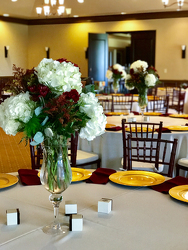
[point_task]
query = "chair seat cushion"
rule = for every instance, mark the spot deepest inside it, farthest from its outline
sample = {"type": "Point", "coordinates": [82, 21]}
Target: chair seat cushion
{"type": "Point", "coordinates": [183, 162]}
{"type": "Point", "coordinates": [84, 157]}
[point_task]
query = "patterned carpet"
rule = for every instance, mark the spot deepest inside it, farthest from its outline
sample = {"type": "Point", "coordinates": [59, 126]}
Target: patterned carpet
{"type": "Point", "coordinates": [13, 156]}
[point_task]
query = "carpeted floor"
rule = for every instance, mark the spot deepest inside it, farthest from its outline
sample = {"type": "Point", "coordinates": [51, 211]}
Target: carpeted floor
{"type": "Point", "coordinates": [13, 156]}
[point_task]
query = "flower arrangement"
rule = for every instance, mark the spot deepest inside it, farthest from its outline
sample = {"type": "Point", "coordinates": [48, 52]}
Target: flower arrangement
{"type": "Point", "coordinates": [141, 76]}
{"type": "Point", "coordinates": [116, 72]}
{"type": "Point", "coordinates": [49, 100]}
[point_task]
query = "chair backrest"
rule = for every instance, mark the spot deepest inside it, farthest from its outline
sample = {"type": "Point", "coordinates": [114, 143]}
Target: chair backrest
{"type": "Point", "coordinates": [138, 129]}
{"type": "Point", "coordinates": [178, 100]}
{"type": "Point", "coordinates": [106, 104]}
{"type": "Point", "coordinates": [149, 150]}
{"type": "Point", "coordinates": [158, 104]}
{"type": "Point", "coordinates": [122, 102]}
{"type": "Point", "coordinates": [36, 152]}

===============

*Assignment:* Print the listing word for word but skip its pictures.

*Finished exercise:*
[point_task]
query = "chair seat cushion"
rule = for every instance, mark the spot deepest inside it, farthest from its outline
sample = {"type": "Point", "coordinates": [82, 21]}
Target: chair seat cushion
{"type": "Point", "coordinates": [183, 162]}
{"type": "Point", "coordinates": [84, 157]}
[point_task]
query = "patterned carpet"
rule = for every instance, mark the spot deepest inside it, farthest from its outline
sample = {"type": "Point", "coordinates": [59, 126]}
Target: patterned carpet
{"type": "Point", "coordinates": [13, 156]}
[point_task]
query = "carpeted floor"
rule = for every instance, mark the spot deepest inside it, farthest from its outline
sample = {"type": "Point", "coordinates": [51, 211]}
Target: carpeted floor
{"type": "Point", "coordinates": [13, 156]}
[point_task]
query = "flower arrangement"
rule = for every instance, mark the spot deepest inside it, farthest from its outline
sample = {"type": "Point", "coordinates": [48, 52]}
Target: flower arrangement
{"type": "Point", "coordinates": [141, 76]}
{"type": "Point", "coordinates": [116, 72]}
{"type": "Point", "coordinates": [49, 100]}
[point_task]
query = "chair backrest"
rule = for every instance, mark the spot deepest inside it, farthest from its outline
sample = {"type": "Point", "coordinates": [114, 143]}
Target: chair backrest
{"type": "Point", "coordinates": [138, 129]}
{"type": "Point", "coordinates": [178, 100]}
{"type": "Point", "coordinates": [106, 104]}
{"type": "Point", "coordinates": [149, 150]}
{"type": "Point", "coordinates": [158, 104]}
{"type": "Point", "coordinates": [122, 102]}
{"type": "Point", "coordinates": [36, 152]}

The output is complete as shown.